= Glucommander =

Glucommander is a computer-directed method of inpatient glucose management.

== Development ==
Glucommander's software concept originated from an article published in 1982 by White et al. That article presented a complex set of orders for determining the basal insulin requirements in pediatric patients using an insulin pump.

When data were graphed, it was obvious that a linear regression with an intercept of 60 and a slope, or multiplier, of 0.02 could resolve the complexity of the orders of White et al. to a single formula for calculation of intravenous insulin requirements: (blood glucose − 60) × 0.02 = insulin dose/h. Incorporated into a bedside laptop computer system by Atlanta Diabetes Associates (Paul Davidson, Bruce Bode, and Dennis Steed), the Glucommander concept was later enhanced and commercialized into the Glucommander Plus product by Glytec.

Davidson and Bode now serve as medical advisors to Glytec LLC, Food and Drug Administration (FDA) in June 2006, and again in 2010 for an Enterprise version of the software.

DATA SUPPLIED >>
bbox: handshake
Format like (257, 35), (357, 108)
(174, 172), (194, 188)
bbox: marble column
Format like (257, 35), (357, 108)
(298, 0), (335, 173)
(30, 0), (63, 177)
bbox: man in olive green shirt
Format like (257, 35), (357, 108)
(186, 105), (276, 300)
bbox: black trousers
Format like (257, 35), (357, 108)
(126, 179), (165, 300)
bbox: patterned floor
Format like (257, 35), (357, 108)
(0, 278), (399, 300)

---

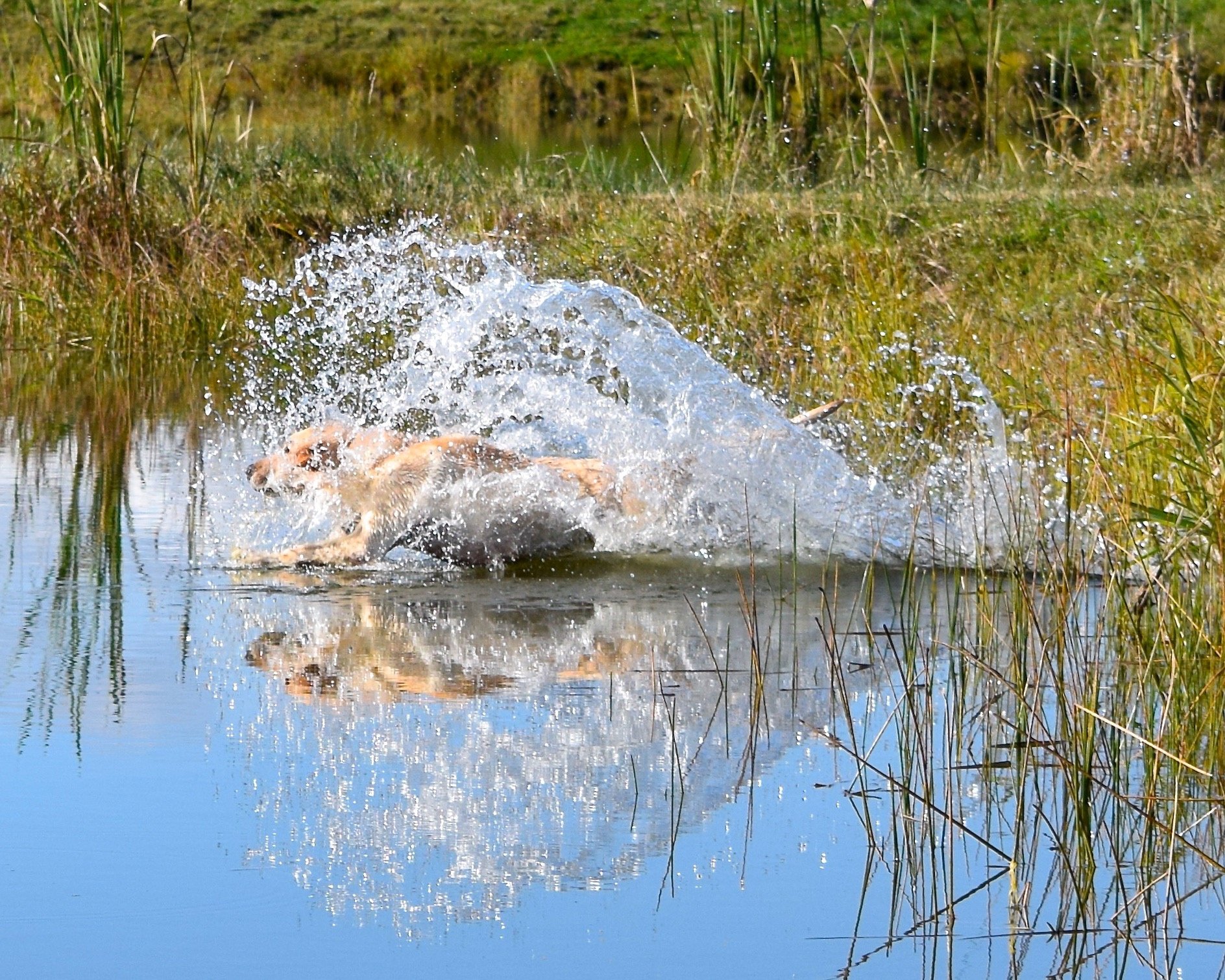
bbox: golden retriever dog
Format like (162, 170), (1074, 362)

TASK DETAILS >> Would you carry on with the Glucommander article, picking up right after its final sentence?

EXERCISE ANSWER >>
==Usage==
Glucommander is intended to evaluate the current and cumulative patient blood glucose values, and, based on the aggregate of those measurements, whether one or many, regulate the infusion of I.V. fluids, through an I.V. infusion pump, and drive the blood glucose level towards a predetermined target range. Once that target blood glucose range has been reached, the system's function is to recommend a titration of insulin, glucose, and saline for the purpose of maintaining the patient's blood glucose level in that target range. The system is programmed to provide intravenous dosing of glucose, saline, and insulin, as well as subcutaneous dosing of glucose and insulin.